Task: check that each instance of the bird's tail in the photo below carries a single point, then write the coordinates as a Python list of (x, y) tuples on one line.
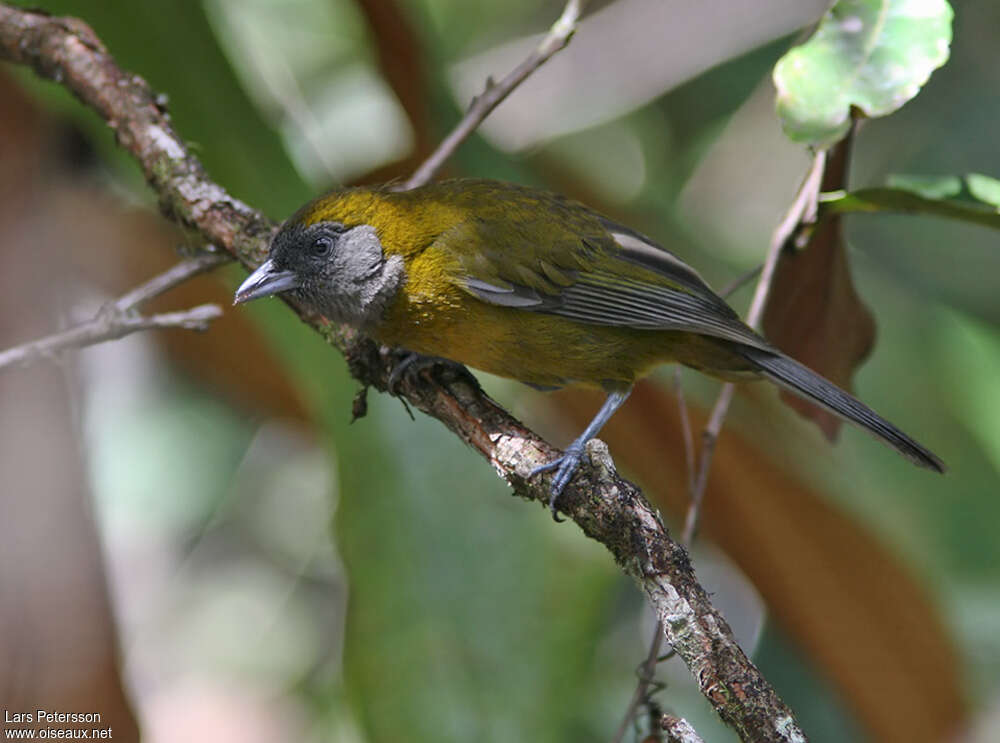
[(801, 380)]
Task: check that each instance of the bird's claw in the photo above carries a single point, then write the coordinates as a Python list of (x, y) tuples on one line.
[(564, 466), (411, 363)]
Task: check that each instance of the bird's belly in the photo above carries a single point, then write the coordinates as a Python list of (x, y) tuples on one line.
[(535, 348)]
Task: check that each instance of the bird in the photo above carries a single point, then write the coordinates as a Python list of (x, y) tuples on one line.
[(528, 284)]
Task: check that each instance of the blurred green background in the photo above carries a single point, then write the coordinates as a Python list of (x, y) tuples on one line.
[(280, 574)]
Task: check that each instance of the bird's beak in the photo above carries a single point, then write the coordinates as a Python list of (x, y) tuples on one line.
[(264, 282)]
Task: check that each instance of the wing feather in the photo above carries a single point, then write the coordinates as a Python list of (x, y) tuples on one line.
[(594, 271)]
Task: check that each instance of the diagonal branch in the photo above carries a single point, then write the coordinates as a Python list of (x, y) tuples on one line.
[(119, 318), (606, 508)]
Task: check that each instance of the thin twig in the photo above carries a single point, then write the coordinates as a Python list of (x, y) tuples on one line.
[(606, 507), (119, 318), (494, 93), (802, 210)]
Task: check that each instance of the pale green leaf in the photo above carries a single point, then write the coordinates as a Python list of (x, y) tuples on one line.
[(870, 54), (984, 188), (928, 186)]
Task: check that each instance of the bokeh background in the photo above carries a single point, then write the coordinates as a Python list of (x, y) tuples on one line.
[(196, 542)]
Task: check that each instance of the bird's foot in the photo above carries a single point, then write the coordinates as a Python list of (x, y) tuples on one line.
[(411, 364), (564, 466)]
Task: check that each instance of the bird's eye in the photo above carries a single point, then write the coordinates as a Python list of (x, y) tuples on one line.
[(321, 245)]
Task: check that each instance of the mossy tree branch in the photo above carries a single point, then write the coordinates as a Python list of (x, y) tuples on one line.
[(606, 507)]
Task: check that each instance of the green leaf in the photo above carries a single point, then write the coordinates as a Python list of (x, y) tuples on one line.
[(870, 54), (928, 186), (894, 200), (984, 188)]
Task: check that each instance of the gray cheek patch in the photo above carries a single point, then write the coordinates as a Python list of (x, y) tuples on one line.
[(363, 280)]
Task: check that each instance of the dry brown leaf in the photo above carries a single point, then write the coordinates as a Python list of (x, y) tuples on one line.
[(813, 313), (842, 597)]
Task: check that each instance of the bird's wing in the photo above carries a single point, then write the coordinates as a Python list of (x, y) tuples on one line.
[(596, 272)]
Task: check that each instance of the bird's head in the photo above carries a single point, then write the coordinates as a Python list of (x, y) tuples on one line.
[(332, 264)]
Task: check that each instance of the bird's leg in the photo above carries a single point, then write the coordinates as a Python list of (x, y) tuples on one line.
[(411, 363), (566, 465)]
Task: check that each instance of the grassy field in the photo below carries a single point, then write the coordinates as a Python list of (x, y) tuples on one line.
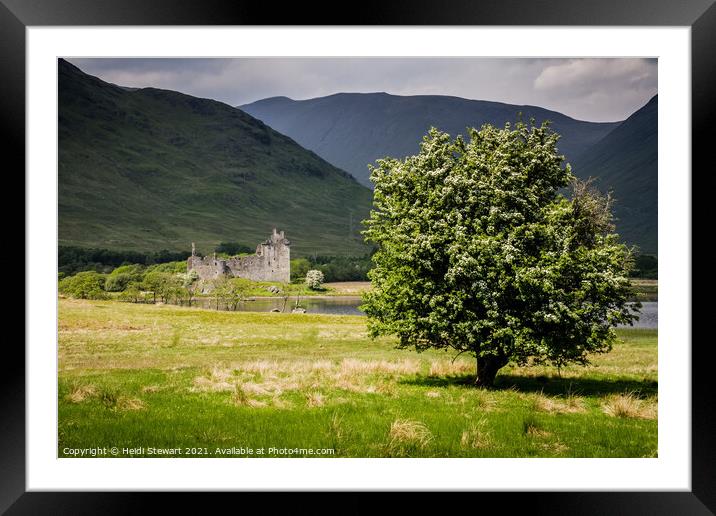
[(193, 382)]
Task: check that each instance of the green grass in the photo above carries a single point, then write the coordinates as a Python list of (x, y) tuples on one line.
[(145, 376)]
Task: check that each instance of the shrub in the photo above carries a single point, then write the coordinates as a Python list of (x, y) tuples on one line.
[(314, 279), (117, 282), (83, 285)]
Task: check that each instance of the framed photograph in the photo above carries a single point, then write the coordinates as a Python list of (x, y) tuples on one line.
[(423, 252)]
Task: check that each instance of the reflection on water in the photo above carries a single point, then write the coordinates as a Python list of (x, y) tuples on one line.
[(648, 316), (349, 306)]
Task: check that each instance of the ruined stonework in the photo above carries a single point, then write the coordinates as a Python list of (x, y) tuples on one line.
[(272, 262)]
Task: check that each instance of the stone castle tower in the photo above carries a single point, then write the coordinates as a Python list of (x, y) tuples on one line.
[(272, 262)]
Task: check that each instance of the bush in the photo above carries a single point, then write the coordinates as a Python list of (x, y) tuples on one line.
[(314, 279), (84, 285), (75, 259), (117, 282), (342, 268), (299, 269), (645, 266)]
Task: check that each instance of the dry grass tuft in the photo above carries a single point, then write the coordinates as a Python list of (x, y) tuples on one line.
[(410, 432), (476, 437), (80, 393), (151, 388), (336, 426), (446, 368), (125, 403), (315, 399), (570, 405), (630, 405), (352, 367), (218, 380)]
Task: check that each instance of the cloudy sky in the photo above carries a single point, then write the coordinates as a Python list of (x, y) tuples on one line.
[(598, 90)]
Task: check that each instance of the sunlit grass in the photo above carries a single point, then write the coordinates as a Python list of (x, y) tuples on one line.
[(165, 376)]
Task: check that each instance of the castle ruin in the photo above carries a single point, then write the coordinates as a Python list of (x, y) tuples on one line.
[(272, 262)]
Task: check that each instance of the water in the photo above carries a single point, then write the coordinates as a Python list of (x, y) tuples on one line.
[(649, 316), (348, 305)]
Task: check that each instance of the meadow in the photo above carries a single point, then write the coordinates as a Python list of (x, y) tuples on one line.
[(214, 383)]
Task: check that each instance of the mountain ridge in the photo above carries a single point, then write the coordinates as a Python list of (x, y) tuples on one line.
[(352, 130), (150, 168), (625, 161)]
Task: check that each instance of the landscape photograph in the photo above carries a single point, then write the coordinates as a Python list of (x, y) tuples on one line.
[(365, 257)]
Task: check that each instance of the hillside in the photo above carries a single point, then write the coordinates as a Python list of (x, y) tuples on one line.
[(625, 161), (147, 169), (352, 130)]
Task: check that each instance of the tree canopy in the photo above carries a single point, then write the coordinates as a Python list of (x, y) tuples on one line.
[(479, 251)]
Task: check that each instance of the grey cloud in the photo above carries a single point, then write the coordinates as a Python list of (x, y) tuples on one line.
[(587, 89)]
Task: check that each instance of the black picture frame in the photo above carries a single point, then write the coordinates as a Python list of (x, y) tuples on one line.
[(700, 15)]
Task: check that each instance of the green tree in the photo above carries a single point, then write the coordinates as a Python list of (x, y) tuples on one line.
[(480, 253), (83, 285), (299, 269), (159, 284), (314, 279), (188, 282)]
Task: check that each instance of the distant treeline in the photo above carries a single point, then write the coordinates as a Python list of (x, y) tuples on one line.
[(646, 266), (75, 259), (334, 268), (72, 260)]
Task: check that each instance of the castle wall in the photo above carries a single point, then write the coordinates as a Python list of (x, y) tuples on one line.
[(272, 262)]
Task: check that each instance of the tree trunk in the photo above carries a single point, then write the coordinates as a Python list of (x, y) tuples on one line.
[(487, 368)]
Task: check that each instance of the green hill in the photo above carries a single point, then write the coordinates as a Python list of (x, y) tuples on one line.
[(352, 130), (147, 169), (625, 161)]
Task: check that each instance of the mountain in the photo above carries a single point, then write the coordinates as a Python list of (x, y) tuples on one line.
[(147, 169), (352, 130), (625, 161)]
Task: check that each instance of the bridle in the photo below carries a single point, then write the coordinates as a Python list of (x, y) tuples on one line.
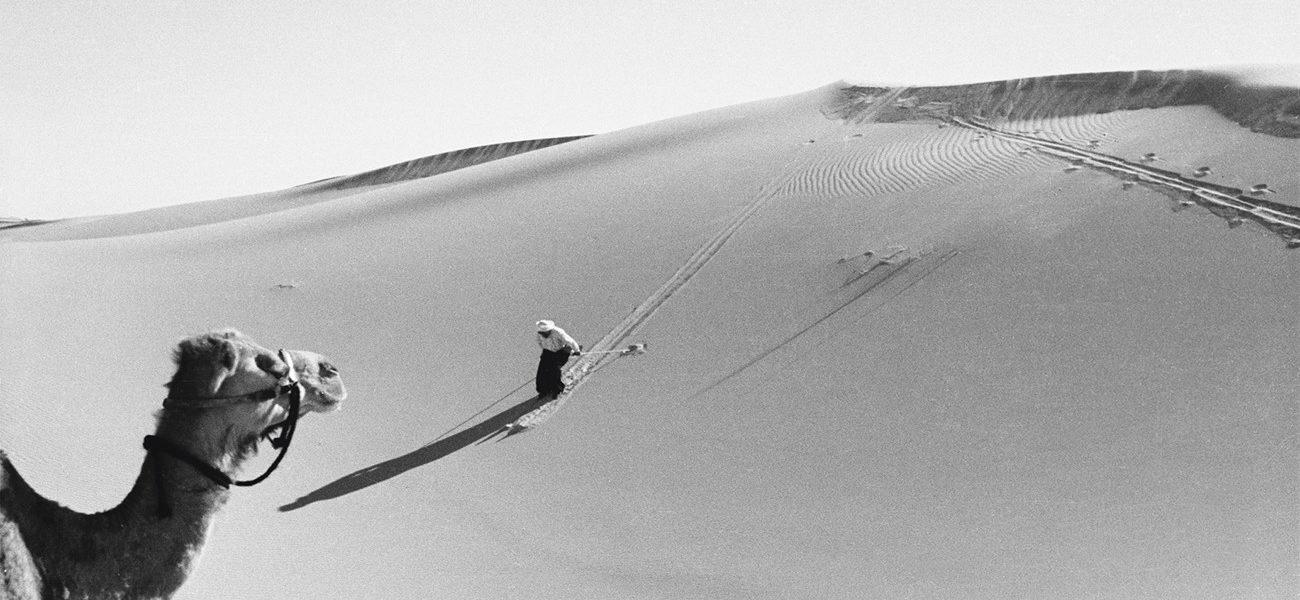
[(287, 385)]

********

Each entry above should be returned exactly as written, minus its pictures.

Task: check that each instance of the bird's tail in the photo below carries a single point, then write the coordinates as a Python list of (x, y) tuples on one line.
[(801, 380)]
Task: check that each instance of the bird's claw in the photo above carries a single point, then write the coordinates as a Python list of (x, y) tuples on one line.
[(564, 466), (411, 363)]
Task: check that each instance of the bird's belly in the photo above carries a single point, then write the coordinates as a Python list of (x, y) tuples on one line.
[(535, 348)]
Task: check that each instance of the bird in the photo above carries a single point, then write the coordinates as a Python list of (x, y) tuples on one line.
[(528, 284)]
Task: check that each instance of the blurred green background in the photo above carries a single point, then write the coordinates as a Python list of (x, y) tuples on one line.
[(280, 574)]
Task: check that each instance of the bird's beak in the photo above carries a single point, then write the coordinates as a Python list of (x, y) tuples on one line.
[(264, 282)]
Task: check that each instance of the wing feather in the photo above carries a single point, then write the coordinates as a Python list of (x, y) tuples on one line.
[(594, 271)]
Task: check that each instance of the diagonal branch in the photo above carries a single point, then write the coordinates as a Python list of (x, y) tuples on one line.
[(119, 318), (606, 508)]
Task: check that each instance of the thin twig in the photo above carries a single point, then write the coordinates as a Python list of (x, y) tuples on one line.
[(606, 507), (119, 318), (494, 93), (802, 210)]
Task: check that each instance of the pale green leaf in the photo above carries a single point, then write the coordinates as a Python list of (x, y) tuples on one line.
[(870, 54), (984, 188), (928, 186)]
Task: check that each instance of the bokeh background in the photo above carries a single point, then write the coordinates as a Python list of (x, y) tuples on one line.
[(196, 542)]
Task: check that each instance of the bird's foot in the photo above carries a single point, then write the coordinates as a Python list of (x, y) tuples on one line.
[(411, 364), (564, 466)]
Task: check that each instance of the bird's eye in the photo above carries a single point, then write the coordinates as a Python list of (x, y) tuples on one line.
[(321, 245)]
Task: check that each instance of the mossy tree branch in the photo above carries a single point, then write the coordinates as a Python list of (x, y) tuples on one line.
[(606, 507)]
Task: check that each instance of the green leaf in the photo above carries a single point, then write the coordinates as a Python list of (x, y) tuples on one line.
[(870, 54), (928, 186), (894, 200), (984, 188)]
Task: check that each instance of the gray cheek patch in the photo above carries a single point, then write the coordinates as a Python list of (x, y) tuples on one line.
[(363, 280)]
Task: check that each instance of the dry brown leaf in the photo above carries a single point, then write the coordinates as a Python list of (x, y) tuples on one line.
[(813, 313), (842, 597)]
Task: check that each instance of the bird's wing in the photo above carries a single point, then write the coordinates as a Python list of (x, y) tuples on one line.
[(596, 272)]
Task: check that each instance of the bird's head in the photo above carries a single point, then write the coordinates as a Python list of (x, y) tuples on one line.
[(332, 264)]
Task: check that each instance of the bird's leg in the photo above carries a single point, then write the coordinates as a Python list of (x, y) tuples on one line.
[(411, 363), (566, 465)]
Task: check that each instance of the grassy field in the photo below carries a single point, then write the coordinates as a Python list of (x, y) tuples on one line.
[(193, 382)]
Task: check that each instance of the green grass in the photo above carries a single point, then write the coordinates as a Python list of (x, y) tuples on one line.
[(145, 376)]
Task: check that each instance of the shrub in the photo above carries a single point, then write the coordinates as a Python list of (x, y) tuples on one line.
[(314, 279), (117, 282), (83, 285)]
Task: check that each instance of the framed photograph in the photo above carries a single point, then write the coordinates as a Python list of (x, y) tuples on one line.
[(423, 252)]
Task: check that each instance of the reflection on water in the photo above carries a single point, then write the coordinates as a Python list of (x, y) tuples on one line.
[(648, 316), (349, 306)]
Task: check that each instance of the ruined stonework in the photo above carries a single point, then write the coordinates as a Python list of (x, y) tuples on one line.
[(272, 262)]
Task: check that each instance of the stone castle tower in the photo above carries a single point, then write the coordinates as a Python list of (x, y) tuples on one line.
[(272, 262)]
Task: check that each instance of the bush in the photo above carries a single point, then write the coordinates as a Python list of (x, y) tuples on one line.
[(314, 279), (84, 285), (75, 259), (117, 282), (342, 268), (299, 269), (645, 266)]
Task: check that each instance of the dry grass tuft in the photo above carries a single point, then write the coordinates as a Python list of (x, y) tuples on one line.
[(410, 432), (476, 437), (80, 393), (151, 388), (336, 426), (446, 368), (125, 403), (315, 399), (570, 405), (630, 405), (352, 367), (218, 380)]
Task: check that each instance of the cloudy sky in the photo above carries a single point, then write the coordinates as a Python list of (x, y) tuples on one line.
[(598, 90)]
Task: check that each instance of the sunlit grass in the photo above carries a single point, then write the coordinates as a Python list of (x, y) tuples on one line.
[(165, 376)]
Task: check that each instance of the castle ruin in the photo above carries a single point, then write the coordinates as a Python list of (x, y) tuples on one line.
[(272, 262)]
Task: check that each instance of the water in the photo above carries a single point, then write the coordinates as a Python list of (x, y) tuples on one line.
[(649, 316), (348, 305)]
Task: check that each instance of the meadow in the photo above carries a single point, then write the coordinates as a Python list of (x, y) tuples on one line.
[(214, 383)]
Task: check that each instance of the mountain ridge in the photo above carries a single point, then write the coordinates as a Python list of (x, y) tuples on one line.
[(352, 130), (150, 168), (625, 161)]
Task: check that each instance of the landscape photograph in the photo above carries a single point, then write the coordinates as a Python list of (x, y) tuples on one line.
[(365, 257)]
Task: check that each instance of the hillside in the photo above carries a single point, then write the coordinates as a Python list of (x, y) tuples on one line.
[(625, 161), (147, 169), (352, 130)]
Task: check that each instance of the tree canopy in the photo above carries a single point, then write the coordinates as a Python list of (x, y) tuples on one line.
[(479, 251)]
Task: check that each instance of the grey cloud in the photo above carries a single point, then write the coordinates as a Python list of (x, y) tuples on one line.
[(587, 89)]
Task: check that each instance of the black picture frame in the photo above carries a single point, then write the coordinates as a Python list of (x, y) tuples on one line.
[(700, 15)]
Task: check that each instance of the green tree in the photo above carries a single point, then write the coordinates as a Python list of (x, y) tuples on one line.
[(480, 253), (83, 285), (299, 269), (159, 284), (314, 279), (188, 282)]
Task: check that each instance of the distant treeline in the photo above carries a single point, then write the coordinates as a Python list of (x, y) tuples on one line.
[(646, 266), (75, 259), (334, 268), (72, 260)]
Task: check that each instance of the castle wall in the photo above carries a single point, then write the coordinates as a Python list of (x, y) tuples on one line.
[(272, 262)]
Task: check that each instance of the tree trunk in the photo above carries a single point, then write the coordinates as a Python list of (x, y) tuples on one line.
[(487, 368)]
Task: check that each instance of the green hill in the photo above carries a single point, then write the coordinates as a Python list of (x, y) tuples on one line.
[(352, 130), (147, 169), (625, 161)]
Task: check that each instance of the mountain in the photo above carries a single point, then write the coordinates as a Python list of (x, y) tuples on one line.
[(147, 169), (352, 130), (625, 161)]
Task: check that each instance of the bridle in the photo below carries a single point, then write the coordinates as a Python list of (x, y) tuples on one line.
[(287, 385)]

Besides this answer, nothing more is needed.